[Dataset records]
* * * * * * *
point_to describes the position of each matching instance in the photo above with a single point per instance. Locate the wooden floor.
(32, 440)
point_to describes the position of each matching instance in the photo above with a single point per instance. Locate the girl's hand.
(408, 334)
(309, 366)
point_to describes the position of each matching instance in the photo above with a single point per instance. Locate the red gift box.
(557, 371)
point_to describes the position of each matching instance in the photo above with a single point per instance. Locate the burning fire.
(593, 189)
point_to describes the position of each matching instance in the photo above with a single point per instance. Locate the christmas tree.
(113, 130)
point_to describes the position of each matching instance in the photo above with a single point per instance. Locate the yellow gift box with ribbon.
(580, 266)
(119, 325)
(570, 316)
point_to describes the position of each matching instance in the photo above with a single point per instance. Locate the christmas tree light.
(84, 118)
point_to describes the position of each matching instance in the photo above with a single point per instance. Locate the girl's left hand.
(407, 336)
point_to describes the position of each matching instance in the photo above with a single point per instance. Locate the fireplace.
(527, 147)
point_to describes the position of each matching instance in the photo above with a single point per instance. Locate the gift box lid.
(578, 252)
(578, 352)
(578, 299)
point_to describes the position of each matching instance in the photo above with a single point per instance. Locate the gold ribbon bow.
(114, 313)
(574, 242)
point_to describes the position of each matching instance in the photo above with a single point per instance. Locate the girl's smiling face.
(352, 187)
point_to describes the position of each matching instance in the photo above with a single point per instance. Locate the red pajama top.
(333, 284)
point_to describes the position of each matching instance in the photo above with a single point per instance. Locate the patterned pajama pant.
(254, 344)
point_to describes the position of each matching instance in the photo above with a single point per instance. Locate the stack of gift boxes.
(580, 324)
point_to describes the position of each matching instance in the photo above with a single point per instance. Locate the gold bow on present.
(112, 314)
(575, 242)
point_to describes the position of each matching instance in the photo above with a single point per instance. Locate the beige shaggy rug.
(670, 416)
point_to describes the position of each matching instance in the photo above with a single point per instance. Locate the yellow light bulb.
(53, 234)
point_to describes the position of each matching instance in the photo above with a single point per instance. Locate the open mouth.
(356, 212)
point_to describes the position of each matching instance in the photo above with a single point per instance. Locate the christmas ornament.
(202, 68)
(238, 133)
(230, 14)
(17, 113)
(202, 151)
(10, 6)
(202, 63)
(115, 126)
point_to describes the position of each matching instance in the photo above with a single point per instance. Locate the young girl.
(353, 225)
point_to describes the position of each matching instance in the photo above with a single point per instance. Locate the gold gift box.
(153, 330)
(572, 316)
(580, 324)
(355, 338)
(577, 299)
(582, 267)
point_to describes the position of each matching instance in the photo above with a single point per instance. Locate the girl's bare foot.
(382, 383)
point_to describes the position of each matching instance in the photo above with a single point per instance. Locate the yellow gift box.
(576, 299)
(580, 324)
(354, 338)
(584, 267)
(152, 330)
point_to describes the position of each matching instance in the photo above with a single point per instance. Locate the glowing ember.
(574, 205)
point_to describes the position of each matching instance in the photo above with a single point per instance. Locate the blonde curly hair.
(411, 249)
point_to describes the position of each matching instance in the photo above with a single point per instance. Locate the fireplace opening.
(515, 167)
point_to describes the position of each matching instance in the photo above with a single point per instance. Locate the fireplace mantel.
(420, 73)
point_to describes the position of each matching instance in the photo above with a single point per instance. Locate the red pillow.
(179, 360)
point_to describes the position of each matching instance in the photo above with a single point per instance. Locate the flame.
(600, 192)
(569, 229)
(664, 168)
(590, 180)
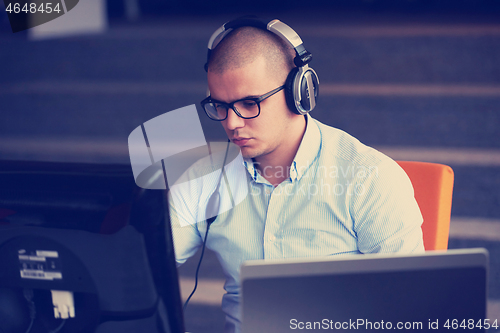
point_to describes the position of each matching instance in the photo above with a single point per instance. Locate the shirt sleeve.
(385, 213)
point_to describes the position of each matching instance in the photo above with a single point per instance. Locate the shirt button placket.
(272, 246)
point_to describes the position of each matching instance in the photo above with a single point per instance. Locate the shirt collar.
(308, 150)
(306, 154)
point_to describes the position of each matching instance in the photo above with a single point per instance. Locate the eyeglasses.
(246, 108)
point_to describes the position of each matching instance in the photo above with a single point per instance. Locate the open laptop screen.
(424, 292)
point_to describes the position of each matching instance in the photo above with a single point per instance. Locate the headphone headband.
(302, 83)
(277, 27)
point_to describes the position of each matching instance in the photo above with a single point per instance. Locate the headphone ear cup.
(290, 100)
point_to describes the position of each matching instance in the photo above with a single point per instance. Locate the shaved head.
(244, 45)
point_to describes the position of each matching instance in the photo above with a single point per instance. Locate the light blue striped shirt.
(342, 197)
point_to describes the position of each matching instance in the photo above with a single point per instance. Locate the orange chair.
(433, 185)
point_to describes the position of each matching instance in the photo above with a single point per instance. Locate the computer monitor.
(89, 231)
(425, 292)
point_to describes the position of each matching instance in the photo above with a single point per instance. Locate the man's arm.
(386, 215)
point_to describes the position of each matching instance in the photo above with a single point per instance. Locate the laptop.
(433, 291)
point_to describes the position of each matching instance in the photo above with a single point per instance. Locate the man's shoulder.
(340, 145)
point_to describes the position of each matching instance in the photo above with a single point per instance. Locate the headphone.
(302, 83)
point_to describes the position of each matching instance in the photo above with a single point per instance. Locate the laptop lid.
(424, 292)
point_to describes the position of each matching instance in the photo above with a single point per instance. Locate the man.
(313, 189)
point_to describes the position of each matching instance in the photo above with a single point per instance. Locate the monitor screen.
(83, 249)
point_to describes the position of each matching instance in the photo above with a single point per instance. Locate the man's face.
(265, 135)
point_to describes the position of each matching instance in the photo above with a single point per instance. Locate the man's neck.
(275, 167)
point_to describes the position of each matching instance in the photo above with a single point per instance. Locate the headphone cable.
(209, 223)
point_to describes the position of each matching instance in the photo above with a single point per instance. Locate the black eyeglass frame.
(257, 100)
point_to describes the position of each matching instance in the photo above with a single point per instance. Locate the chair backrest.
(433, 185)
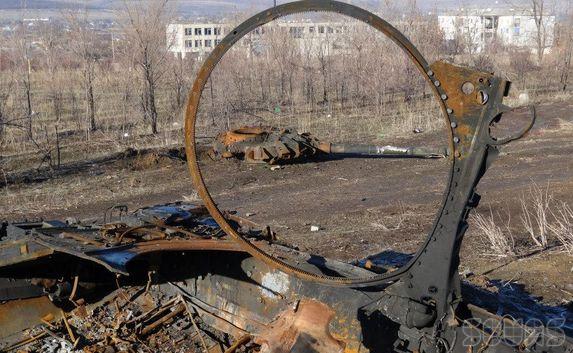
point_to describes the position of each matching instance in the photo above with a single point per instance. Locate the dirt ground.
(362, 206)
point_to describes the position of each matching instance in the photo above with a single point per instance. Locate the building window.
(488, 22)
(296, 32)
(516, 26)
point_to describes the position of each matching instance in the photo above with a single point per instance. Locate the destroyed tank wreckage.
(229, 279)
(271, 145)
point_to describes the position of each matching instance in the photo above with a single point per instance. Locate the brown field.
(363, 206)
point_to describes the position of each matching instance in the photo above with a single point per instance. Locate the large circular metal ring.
(195, 98)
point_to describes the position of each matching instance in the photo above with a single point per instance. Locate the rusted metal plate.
(19, 315)
(303, 328)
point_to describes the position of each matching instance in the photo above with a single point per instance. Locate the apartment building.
(478, 29)
(201, 38)
(197, 38)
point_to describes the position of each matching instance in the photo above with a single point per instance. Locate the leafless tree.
(538, 11)
(83, 47)
(23, 66)
(567, 49)
(144, 25)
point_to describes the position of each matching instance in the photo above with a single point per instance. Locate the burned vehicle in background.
(195, 278)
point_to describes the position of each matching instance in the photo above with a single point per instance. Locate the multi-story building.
(507, 27)
(198, 38)
(201, 38)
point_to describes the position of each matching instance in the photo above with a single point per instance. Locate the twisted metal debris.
(174, 278)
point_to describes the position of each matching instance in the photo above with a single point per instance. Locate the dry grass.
(536, 213)
(499, 240)
(562, 226)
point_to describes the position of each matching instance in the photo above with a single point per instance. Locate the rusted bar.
(178, 309)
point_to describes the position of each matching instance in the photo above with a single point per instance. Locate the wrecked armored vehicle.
(192, 278)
* * * * * * *
[What is being asked]
Render all of the material above as a two-column CSV headed "text" and "answer", with one row per entry. Put each text and its complete answer in one quoted field apiece, change line breaks to spaces, and leave out the pictures.

[Finished answer]
text,answer
"point_to describes the position of each matching instance in the photo above with a single point per instance. Locate the wooden floor.","(32, 440)"
"point_to describes the position of each matching instance in the photo above with a single point per instance. Locate the girl's hand.","(408, 334) (309, 366)"
"point_to describes the position of each matching instance in the photo above with a single point per instance. Locate the red gift box.","(557, 371)"
"point_to describes the position of each matching instance in the photo above with a single point per instance. Locate the burning fire.","(593, 189)"
"point_to describes the position of each matching instance in the photo above with a single point per instance. Locate the christmas tree.","(113, 130)"
"point_to describes the position of each matching instance in the photo above with a single point per instance. Locate the yellow gift box with ribbon.","(580, 266) (119, 325) (570, 316)"
"point_to describes the position of each matching instance in the photo above with a single point per instance. Locate the christmas tree light.","(84, 118)"
"point_to describes the position of each matching instance in the photo above with a single point per instance. Locate the girl's left hand.","(407, 336)"
"point_to describes the position of each matching instance in the photo above with a single point per instance. Locate the fireplace.","(527, 147)"
"point_to describes the position of each matching instance in the photo above with a single point per instance. Locate the gift box lid.","(578, 252) (578, 352) (578, 299)"
"point_to describes the position of each matching instance in the photo above with a single point per instance. Locate the gold ribbon bow.","(114, 313) (574, 242)"
"point_to describes the position of each matching instance in the photo above with a single point per instance. Locate the girl's smiling face.","(352, 187)"
"point_to describes the position of each matching instance in the photo above with a single point per instance. Locate the red pajama top.","(333, 284)"
"point_to describes the position of each matching instance in the photo above with a single point per instance. Locate the patterned pajama pant.","(254, 344)"
"point_to describes the position of each matching instance in the photo above with a single point per instance. Locate the stack of gift boxes.","(580, 324)"
"point_to describes the position of each matching instance in the photo above with a single point per instance. Locate the gold bow on present.","(112, 314) (575, 242)"
"point_to describes the position of each matching instance in the photo above with a single point per instance. Locate the beige shaggy rug.","(670, 416)"
"point_to describes the position of each matching instance in the photo above with a single point per instance. Locate the yellow light bulb.","(53, 234)"
"point_to describes the position of each matching instance in the photo above with a single point per instance. Locate the open mouth.","(356, 212)"
"point_to describes the position of each matching instance in the photo above with a single point per instance. Locate the christmas ornament.","(202, 68) (238, 133) (230, 14) (17, 113) (202, 151) (10, 6) (202, 63) (115, 126)"
"point_to describes the position of each matching instance in the photo above with a single point per instance. Locate the young girl.","(353, 225)"
"point_to describes the position of each matching instance in the photo above with a single point per instance. Locate the gold gift box.","(153, 330) (572, 316) (580, 324) (355, 338) (577, 299) (582, 267)"
"point_to describes the position of each matching instance in the photo above with a single point per instance. Locate the girl's bare foot.","(382, 383)"
"point_to describes the position of each matching instance in the photo above with a single point per instance. Locate the yellow gift box.","(576, 299) (580, 324) (354, 338) (584, 267) (152, 330)"
"point_to describes the position of each matching instance in the photo above with a single point per instance. Locate the glowing ember.","(574, 205)"
"point_to describes the position of each matching instance in the photo above with a single point per instance. Locate the blonde curly hair.","(411, 249)"
"point_to describes the position of each matching instance in the photo above with a single point per instance. Locate the fireplace opening.","(515, 167)"
"point_to describes the position of each matching instance in the photo above with a single point per instance. Locate the fireplace mantel.","(420, 73)"
"point_to describes the position of each matching instance in the photo above with a single point per instance. Locate the red pillow.","(179, 360)"
"point_to describes the position of each matching instance in the photo above with a single point per instance. Locate the flame.","(600, 192) (569, 229) (664, 168) (590, 180)"
"point_to describes the position of each matching instance in the photo above with a single point per instance. Locate the shirt sleeve.","(385, 213)"
"point_to describes the position of each matching instance in the photo above with a single point per instance. Locate the shirt button placket.","(272, 246)"
"point_to describes the position of each matching instance in the photo above with a single point per instance. Locate the shirt collar.","(308, 150) (306, 154)"
"point_to describes the position of each matching instance in the photo above with a single point per instance. Locate the eyeglasses.","(246, 108)"
"point_to describes the position of each matching instance in the photo above with a single point per instance. Locate the open laptop screen.","(424, 292)"
"point_to describes the position of each matching instance in the photo above with a single point per instance. Locate the headphone headband.","(302, 83) (277, 27)"
"point_to describes the position of each matching instance in the photo above with a single point per instance. Locate the headphone ear cup.","(290, 100)"
"point_to describes the position of each matching instance in the photo above with a single point per instance. Locate the shaved head.","(244, 45)"
"point_to describes the position of each matching instance in the photo above with a single point per instance. Locate the light blue striped shirt.","(342, 197)"
"point_to describes the position of each matching instance in the photo above with a single point per instance. Locate the orange chair.","(433, 185)"
"point_to describes the position of each matching instance in the photo above with a single point per instance. Locate the computer monitor.","(89, 231) (425, 292)"
"point_to describes the position of each matching instance in the photo above with a single point per instance. Locate the man's arm.","(386, 215)"
"point_to describes the position of each matching instance in the photo above with a single point per instance. Locate the laptop.","(433, 291)"
"point_to describes the position of each matching instance in the photo above with a single point per instance. Locate the man's shoulder.","(340, 145)"
"point_to describes the position of each matching instance in the photo above with a single point per instance. Locate the headphone.","(302, 83)"
"point_to describes the position of each matching instance in the photo above with a single point per instance. Locate the laptop lid.","(424, 292)"
"point_to describes the position of each matching instance in the photo above with a single point per instance. Locate the man.","(313, 189)"
"point_to describes the position of each matching instance in the photo above with a single point per instance. Locate the monitor screen.","(83, 249)"
"point_to describes the position of each matching instance in the photo above with a single point per instance. Locate the man's face.","(265, 135)"
"point_to describes the position of each matching instance in the photo above with a single point per instance. Locate the man's neck.","(275, 167)"
"point_to describes the position of each matching instance in the photo above with a single point per instance. Locate the headphone cable.","(209, 223)"
"point_to describes the position of each matching instance in the photo above with a single point per instance. Locate the black eyeglass frame.","(257, 100)"
"point_to describes the position of each matching instance in the photo above with a single point per instance. Locate the chair backrest.","(433, 185)"
"point_to describes the position of each matching instance in the photo above with a single point per instance. Locate the dirt ground.","(362, 206)"
"point_to describes the position of each matching instance in the photo above with a single point per instance. Locate the building window.","(488, 22) (296, 32) (516, 26)"
"point_to describes the position of each matching instance in the photo above with a single point per instance. Locate the destroyed tank wreckage.","(229, 279) (271, 145)"
"point_to describes the position of each matching instance in the photo above with a single point per instance. Locate the brown field.","(363, 206)"
"point_to describes the position of each matching instance in the photo above with a single point per instance. Locate the large circular metal ring.","(195, 98)"
"point_to describes the position of each matching instance in the photo above with a single point per instance. Locate the rusted metal plate.","(19, 315) (303, 328)"
"point_to describes the position of each matching instance in the photo above with a single point per instance. Locate the apartment building.","(478, 29) (201, 38) (197, 38)"
"point_to describes the position of each matching instance in the photo above with a single point per instance. Locate the leafless tree.","(538, 11) (83, 47) (23, 66) (567, 49) (144, 25)"
"point_to describes the position of each matching instance in the photo above with a single point per instance. Locate the burned vehicle in background.","(195, 278)"
"point_to describes the position of each matching instance in the photo above with a single point per instance. Locate the multi-story building.","(507, 27) (198, 38) (201, 38)"
"point_to describes the position of each matching instance in the photo above with a single point per instance. Locate the twisted metal debris.","(174, 278)"
"point_to describes the position of each matching instance in the photo above with a single point per instance. Locate the dry grass.","(536, 213) (499, 240) (562, 226)"
"point_to describes the position of each matching instance in the photo above with a single point per instance. Locate the rusted bar.","(178, 309)"
"point_to describes the position of each matching instance in the photo above with a single point per instance. Locate the wrecked armored vehicle.","(192, 278)"